Aufgabe:
Schreibe die unten folgende Vorrede über den Gebrauch der Mathematik in der Weltweisheit nach ihrem letzten Satz weiter.

Vorrede

[779] Der Gebrauch, den man in der Weltweisheit von der Mathematik machen kann, bestehet entweder in der Nachahmung ihrer Methode, oder in der wirklichen Anwendung ihrer Sätze auf die Gegenstände der Philosophie. Man siehet nicht, daß der erstere bisdaher von einigem Nutzen gewesen sei, so großen Vorteil man sich auch anfänglich davon versprach; und es sind auch allmählich die vielbedeutende Ehrennamen weggefallen, mit denen man die philosophische Sätze aus Eifersucht gegen die Geometrie ausschmückte, weil man bescheidentlich einsahe: daß es nicht wohl stehe, in mittelmäßigen Umständen trotzig zu tun, und das beschwerliche non liquet allem diesem Gepränge keinesweges weichen wollte.

Der zweite Gebrauch ist dagegen vor die Teile der Weltweisheit, die er betroffen hat, desto vorteilhafter geworden, welche dadurch, daß sie die Lehren der Mathematik in ihren Nutzen verwandten, sich zu einer Höhe geschwungen haben, darauf sie sonsten keinen Anspruch hätten machen können. Es sind dieses aber auch nur die zur Naturlehre gehörige Einsichten, man müßte denn etwa die Logik der Erwartungen in Glücksfällen auch zur Weltweisheit zählen wollen. Was die Metaphysik anlangt, so hat diese Wissen schaft, anstatt sich einige von den Begriffen oder Lehren der Mathematik zu Nutze zu machen, vielmehr sich öfters wider sie bewaffnet, und, wo sie vielleicht sichere Grundlagen hätte entlehnen können, um ihre Betrachtungen darauf zu gründen, siehet man sie bemüht, aus den Begriffen des Mathematikers nichts als feine Erdichtungen zu machen, die außer seinem Felde wenig Wahres an sich haben. Man kann leicht erraten, auf welcher Seite der Vorteil sein werde, in dem Streite zweier Wissenschaften, deren die eine alle insgesamt an Gewißheit und Deutlichkeit übertrifft, die andern aber sich allererst bestrebt, dazu zu gelangen.

Beispiele zur Punktbeschriftung
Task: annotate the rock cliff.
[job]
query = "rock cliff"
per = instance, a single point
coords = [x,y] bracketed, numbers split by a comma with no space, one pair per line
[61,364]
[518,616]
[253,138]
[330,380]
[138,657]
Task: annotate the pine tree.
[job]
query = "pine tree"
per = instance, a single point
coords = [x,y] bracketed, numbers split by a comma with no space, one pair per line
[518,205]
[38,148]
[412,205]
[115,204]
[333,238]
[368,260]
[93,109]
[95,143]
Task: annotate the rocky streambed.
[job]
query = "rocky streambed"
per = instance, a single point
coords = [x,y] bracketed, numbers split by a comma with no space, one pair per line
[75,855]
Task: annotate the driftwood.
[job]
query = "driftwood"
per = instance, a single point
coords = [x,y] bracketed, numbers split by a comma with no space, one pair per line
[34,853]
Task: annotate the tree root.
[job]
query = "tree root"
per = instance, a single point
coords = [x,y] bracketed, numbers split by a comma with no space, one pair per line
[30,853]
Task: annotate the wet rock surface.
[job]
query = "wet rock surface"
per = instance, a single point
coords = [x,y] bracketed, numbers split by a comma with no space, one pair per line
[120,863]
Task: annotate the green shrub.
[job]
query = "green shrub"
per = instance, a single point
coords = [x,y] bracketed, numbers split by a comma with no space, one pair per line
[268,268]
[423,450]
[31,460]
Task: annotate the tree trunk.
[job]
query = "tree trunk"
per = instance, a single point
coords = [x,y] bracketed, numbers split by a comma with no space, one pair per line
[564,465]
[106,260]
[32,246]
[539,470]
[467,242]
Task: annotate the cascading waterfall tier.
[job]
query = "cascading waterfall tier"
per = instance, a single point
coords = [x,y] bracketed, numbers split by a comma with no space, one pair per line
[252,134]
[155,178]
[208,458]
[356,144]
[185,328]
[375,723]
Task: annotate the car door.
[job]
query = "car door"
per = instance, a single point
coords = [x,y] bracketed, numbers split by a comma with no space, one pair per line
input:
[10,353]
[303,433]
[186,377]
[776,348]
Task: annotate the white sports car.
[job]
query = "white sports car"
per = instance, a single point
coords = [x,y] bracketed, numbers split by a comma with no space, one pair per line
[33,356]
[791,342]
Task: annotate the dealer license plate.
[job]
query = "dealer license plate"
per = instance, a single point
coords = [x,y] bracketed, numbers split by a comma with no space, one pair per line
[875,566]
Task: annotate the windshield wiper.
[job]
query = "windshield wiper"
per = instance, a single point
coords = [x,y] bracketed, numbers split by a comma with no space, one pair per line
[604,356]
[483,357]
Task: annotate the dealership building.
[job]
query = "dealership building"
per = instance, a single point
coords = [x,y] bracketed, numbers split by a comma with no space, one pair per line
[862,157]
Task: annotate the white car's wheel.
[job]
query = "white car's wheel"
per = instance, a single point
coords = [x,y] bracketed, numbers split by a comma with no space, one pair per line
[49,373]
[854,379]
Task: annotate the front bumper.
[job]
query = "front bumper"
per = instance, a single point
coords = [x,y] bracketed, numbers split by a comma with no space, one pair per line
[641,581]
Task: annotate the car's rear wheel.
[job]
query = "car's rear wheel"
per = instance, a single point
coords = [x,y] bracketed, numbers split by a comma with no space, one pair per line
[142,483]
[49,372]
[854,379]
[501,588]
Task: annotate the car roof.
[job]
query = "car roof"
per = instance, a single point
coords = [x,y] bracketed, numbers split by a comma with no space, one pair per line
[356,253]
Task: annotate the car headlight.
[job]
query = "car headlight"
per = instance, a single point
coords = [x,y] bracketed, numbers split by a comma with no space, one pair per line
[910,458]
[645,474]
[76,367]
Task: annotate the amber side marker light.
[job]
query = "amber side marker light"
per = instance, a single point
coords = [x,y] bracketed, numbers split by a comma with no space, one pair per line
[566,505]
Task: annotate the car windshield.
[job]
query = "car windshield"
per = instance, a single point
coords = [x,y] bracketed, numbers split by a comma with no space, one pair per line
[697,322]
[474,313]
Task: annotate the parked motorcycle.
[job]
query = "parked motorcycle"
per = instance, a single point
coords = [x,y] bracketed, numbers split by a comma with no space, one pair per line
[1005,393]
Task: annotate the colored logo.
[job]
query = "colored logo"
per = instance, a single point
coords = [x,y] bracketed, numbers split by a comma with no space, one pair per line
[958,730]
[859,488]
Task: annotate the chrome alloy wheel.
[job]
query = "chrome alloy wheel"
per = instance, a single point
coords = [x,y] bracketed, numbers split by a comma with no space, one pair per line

Lösung:
Die Metaphysik sucht z. E. die Natur des Raumes und den obersten Grund zu finden, daraus sich dessen Möglichkeit[779] verstehen läßt. Nun kann wohl hiezu nichts behülflicher sein, als wenn man zuverlässig erwiesene Data irgend woher entlehnen kann, um sie in seiner Betrachtung zum Gründe zu legen. Die Geometrie liefert deren einige, welche die allgemeinsten Eigenschaften des Raumes betreffen, z. E. daß der Raum gar nicht aus einfachen Teilen bestehe; allein man gehet sie vorbei und setzet sein Zutrauen lediglich auf das zweideutige Bewußtsein dieses Begriffs, indem man ihn auf eine ganz abstrakte Art denket. Wenn denn die Spekulation nach diesem Verfahren mit den Sätzen der Mathematik nicht übereinstimmen will, so sucht man seinen erkünstelten Begriff durch den Vorwurf zu retten, den man dieser Wissenschaft macht, als wenn die Begriffe, die sie zum Grunde leget, nicht von der wahren Natur des Raumes abgezogen, sondern willkürlich ersonnen worden. Die mathematische Betrachtung der Bewegung, verbunden mit der Erkenntnis des Raumes, geben gleicher Gestalt viel Data an die Hand, um die metaphysische Betrachtung von der Zeit in dem Gleise der Wahrheit zu erhalten. Der berühmte Herr Euler hat hiezu unter andern einige Veranlassung gegeben,1 allein es scheint bequemer, sich in finstern und schwer zu prüfenden Abstraktionen aufzuhalten, als mit einer Wissenschaft in Verbindung zu treten, welche nur an verständlichen und augenscheinlichen Einsichten Teil nimmt.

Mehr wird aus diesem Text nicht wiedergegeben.